= Beginning of Section =
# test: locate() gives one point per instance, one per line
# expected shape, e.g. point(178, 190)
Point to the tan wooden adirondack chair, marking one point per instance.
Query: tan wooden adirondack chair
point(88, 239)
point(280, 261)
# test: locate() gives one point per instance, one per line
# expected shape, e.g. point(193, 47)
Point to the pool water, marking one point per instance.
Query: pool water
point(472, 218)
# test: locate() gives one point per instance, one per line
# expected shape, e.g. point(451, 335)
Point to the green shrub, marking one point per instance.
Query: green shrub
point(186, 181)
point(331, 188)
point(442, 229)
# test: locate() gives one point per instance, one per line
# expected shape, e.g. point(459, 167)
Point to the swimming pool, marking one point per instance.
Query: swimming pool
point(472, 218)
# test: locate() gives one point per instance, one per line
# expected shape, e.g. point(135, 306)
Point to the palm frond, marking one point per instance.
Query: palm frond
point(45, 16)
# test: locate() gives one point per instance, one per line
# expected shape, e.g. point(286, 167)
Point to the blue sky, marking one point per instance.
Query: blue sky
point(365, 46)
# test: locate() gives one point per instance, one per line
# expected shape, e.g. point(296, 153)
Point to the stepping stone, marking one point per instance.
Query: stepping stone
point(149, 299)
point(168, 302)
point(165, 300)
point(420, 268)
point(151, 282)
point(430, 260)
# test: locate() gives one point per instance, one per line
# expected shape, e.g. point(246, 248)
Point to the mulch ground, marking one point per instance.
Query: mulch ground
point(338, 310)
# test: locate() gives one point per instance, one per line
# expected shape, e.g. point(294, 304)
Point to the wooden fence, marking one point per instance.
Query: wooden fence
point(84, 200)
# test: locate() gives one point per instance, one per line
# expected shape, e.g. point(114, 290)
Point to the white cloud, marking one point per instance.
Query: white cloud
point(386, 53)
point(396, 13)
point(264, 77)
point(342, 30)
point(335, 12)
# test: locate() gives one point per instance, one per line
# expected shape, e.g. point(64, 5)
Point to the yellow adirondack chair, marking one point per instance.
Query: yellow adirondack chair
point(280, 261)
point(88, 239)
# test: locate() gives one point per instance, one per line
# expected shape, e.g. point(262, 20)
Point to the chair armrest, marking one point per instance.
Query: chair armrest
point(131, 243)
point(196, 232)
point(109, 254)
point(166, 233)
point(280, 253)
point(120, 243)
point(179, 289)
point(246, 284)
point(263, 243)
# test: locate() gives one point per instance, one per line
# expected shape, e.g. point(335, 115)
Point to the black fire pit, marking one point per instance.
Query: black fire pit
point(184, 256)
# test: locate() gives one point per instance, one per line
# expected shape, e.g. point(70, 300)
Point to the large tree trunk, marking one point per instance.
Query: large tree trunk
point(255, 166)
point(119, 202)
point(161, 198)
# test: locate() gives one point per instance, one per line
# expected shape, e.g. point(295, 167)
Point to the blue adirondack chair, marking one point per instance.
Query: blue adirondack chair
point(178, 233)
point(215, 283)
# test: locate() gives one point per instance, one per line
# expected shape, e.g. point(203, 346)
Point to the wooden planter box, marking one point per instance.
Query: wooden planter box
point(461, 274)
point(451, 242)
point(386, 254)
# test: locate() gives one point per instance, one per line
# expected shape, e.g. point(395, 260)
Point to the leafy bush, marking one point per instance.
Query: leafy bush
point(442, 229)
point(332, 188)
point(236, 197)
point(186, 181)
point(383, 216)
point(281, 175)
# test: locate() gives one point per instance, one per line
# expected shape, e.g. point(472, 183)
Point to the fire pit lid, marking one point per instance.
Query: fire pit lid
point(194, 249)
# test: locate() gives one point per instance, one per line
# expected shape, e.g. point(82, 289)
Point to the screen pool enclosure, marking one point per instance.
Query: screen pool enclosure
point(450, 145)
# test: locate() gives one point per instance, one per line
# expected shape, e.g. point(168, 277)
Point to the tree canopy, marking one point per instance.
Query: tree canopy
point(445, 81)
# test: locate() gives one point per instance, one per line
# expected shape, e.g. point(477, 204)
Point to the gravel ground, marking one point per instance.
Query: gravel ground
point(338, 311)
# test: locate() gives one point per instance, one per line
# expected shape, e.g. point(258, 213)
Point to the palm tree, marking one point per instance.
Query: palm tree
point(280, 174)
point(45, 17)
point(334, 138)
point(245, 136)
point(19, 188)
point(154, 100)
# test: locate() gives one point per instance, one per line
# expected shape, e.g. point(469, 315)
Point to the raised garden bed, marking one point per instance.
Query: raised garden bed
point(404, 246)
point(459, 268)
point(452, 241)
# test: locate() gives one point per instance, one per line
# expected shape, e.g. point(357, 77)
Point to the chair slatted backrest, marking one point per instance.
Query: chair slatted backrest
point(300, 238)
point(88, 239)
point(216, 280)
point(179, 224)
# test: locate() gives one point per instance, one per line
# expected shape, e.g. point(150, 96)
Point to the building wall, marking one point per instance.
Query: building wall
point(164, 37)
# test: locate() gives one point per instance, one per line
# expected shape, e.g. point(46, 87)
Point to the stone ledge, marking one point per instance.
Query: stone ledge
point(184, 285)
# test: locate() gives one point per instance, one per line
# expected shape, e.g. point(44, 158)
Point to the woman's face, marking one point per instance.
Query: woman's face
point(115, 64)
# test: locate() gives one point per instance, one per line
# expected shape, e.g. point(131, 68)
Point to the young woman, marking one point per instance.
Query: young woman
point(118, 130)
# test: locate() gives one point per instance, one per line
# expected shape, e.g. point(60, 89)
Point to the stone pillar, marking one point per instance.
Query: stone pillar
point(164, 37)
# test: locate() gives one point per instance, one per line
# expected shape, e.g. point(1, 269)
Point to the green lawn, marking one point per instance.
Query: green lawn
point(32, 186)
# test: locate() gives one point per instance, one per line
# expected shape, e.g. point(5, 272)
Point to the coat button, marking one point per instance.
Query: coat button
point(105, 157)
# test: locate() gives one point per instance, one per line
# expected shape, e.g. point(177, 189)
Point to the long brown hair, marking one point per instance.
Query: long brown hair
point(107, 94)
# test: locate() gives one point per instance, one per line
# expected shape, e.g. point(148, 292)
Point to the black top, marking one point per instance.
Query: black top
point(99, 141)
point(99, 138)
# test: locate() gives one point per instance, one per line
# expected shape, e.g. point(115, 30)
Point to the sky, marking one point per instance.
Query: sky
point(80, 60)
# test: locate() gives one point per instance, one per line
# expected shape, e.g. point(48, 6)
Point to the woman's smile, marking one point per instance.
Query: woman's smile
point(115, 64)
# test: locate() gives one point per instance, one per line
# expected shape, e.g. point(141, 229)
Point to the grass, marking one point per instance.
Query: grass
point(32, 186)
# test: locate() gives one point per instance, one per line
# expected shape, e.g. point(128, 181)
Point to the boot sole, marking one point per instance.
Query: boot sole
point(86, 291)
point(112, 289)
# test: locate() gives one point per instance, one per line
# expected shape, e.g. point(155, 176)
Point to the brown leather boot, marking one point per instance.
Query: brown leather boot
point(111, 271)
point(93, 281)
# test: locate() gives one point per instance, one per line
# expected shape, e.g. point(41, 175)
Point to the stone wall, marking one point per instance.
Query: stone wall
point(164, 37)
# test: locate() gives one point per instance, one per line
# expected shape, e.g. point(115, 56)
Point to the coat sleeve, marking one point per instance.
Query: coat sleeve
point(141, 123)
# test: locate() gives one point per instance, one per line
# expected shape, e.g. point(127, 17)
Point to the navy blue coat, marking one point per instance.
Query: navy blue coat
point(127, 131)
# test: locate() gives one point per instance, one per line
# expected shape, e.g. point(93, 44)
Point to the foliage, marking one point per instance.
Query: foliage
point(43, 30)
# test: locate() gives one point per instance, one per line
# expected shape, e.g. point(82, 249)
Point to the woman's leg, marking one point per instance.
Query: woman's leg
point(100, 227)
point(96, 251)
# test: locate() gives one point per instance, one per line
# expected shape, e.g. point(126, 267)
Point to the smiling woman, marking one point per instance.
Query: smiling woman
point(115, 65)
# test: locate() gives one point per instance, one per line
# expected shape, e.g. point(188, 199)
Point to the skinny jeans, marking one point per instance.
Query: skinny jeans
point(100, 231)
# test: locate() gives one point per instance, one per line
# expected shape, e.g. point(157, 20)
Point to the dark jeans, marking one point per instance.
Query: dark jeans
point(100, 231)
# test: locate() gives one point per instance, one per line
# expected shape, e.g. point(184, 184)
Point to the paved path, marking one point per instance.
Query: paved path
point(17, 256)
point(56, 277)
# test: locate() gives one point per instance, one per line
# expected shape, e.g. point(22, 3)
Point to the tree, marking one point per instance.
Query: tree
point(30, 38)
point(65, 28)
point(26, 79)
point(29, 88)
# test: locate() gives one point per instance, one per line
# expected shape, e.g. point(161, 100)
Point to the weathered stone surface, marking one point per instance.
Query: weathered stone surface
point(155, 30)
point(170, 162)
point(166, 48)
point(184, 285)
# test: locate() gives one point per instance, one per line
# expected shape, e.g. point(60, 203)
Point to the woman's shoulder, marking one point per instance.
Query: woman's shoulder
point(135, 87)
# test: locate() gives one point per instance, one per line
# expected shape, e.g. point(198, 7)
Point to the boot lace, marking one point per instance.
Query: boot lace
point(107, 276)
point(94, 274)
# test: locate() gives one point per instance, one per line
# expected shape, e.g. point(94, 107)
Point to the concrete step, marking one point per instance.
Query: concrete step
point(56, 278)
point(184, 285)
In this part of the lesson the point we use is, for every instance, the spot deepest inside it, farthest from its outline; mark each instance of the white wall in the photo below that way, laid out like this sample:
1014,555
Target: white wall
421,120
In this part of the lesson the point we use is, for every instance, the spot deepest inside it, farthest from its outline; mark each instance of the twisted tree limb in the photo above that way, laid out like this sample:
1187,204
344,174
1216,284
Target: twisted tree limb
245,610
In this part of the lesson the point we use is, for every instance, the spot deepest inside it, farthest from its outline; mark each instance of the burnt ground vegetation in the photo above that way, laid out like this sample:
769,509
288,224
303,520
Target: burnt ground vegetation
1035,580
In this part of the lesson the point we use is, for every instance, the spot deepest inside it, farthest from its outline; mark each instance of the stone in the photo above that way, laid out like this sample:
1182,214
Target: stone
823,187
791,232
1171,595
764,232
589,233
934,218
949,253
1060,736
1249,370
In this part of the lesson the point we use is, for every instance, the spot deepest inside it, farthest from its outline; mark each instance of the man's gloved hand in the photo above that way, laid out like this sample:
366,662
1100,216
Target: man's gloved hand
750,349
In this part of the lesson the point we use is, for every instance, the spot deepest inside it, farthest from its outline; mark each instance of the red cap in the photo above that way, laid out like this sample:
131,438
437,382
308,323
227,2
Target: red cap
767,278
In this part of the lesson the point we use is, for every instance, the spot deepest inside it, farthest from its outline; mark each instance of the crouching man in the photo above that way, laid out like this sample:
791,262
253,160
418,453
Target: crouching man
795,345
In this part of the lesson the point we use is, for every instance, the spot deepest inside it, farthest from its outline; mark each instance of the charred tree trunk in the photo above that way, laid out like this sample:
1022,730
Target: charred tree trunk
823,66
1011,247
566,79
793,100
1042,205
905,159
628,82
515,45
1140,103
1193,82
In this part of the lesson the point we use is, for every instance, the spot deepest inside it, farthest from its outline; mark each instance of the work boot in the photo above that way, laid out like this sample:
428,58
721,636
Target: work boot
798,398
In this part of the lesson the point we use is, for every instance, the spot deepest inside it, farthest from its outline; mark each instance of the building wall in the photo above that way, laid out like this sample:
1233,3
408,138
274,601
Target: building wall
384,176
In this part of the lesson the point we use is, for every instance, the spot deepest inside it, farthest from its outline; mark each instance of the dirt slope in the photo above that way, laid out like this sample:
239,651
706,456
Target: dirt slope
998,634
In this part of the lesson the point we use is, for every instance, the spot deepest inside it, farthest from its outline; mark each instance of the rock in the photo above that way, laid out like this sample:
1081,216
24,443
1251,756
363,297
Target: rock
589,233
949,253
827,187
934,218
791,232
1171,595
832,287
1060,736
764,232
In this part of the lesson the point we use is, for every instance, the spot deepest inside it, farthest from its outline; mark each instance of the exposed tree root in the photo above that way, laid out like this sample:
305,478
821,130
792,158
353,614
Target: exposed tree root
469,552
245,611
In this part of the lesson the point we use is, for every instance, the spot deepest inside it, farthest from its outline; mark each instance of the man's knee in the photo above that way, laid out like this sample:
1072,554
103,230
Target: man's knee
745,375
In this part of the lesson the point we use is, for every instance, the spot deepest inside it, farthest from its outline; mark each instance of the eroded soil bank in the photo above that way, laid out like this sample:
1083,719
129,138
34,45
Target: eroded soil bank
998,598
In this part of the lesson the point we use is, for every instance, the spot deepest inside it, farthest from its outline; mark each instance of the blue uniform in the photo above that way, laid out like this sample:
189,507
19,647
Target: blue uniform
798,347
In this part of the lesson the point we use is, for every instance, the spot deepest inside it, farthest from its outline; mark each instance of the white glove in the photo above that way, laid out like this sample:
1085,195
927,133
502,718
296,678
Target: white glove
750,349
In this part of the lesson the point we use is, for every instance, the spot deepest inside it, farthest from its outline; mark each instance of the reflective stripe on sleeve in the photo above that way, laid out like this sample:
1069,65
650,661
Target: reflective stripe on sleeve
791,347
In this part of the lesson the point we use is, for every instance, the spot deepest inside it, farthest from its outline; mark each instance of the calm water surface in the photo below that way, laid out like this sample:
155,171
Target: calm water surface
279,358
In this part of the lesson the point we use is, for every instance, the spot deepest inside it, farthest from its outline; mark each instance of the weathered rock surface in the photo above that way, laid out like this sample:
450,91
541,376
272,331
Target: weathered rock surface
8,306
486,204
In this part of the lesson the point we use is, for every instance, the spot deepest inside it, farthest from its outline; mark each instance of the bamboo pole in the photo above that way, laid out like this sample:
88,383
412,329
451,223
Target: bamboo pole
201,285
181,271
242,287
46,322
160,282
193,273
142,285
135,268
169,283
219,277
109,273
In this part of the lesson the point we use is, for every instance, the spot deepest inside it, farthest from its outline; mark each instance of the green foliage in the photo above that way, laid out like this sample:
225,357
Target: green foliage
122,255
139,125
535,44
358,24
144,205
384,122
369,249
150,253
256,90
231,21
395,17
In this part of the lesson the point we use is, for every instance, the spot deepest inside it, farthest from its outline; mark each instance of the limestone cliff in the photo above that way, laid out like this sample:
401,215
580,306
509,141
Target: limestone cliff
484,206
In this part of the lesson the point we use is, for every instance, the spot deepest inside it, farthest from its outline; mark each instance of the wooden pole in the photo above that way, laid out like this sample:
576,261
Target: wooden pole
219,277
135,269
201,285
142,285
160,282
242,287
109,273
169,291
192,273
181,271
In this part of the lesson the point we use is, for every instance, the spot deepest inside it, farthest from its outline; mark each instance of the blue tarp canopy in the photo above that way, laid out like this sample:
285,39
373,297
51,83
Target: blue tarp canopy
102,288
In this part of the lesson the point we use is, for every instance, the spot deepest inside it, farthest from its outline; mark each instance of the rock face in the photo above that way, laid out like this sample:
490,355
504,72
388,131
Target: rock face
= End of Section =
__Task item__: Nothing but the lines holding the word "below" should be returned from the listing above.

__The completed task__:
In this part of the lesson the point we use is, for every instance, the spot deepest inside it, farthest from its outline; mark each instance of the white wall in the photo below that way, laid out like this sample:
In this part of the lesson the point we use is, for every instance, the spot deepest inside it, farthest from its outline; mark each instance of the calm water surface in the photo below that way, laid out like this sample:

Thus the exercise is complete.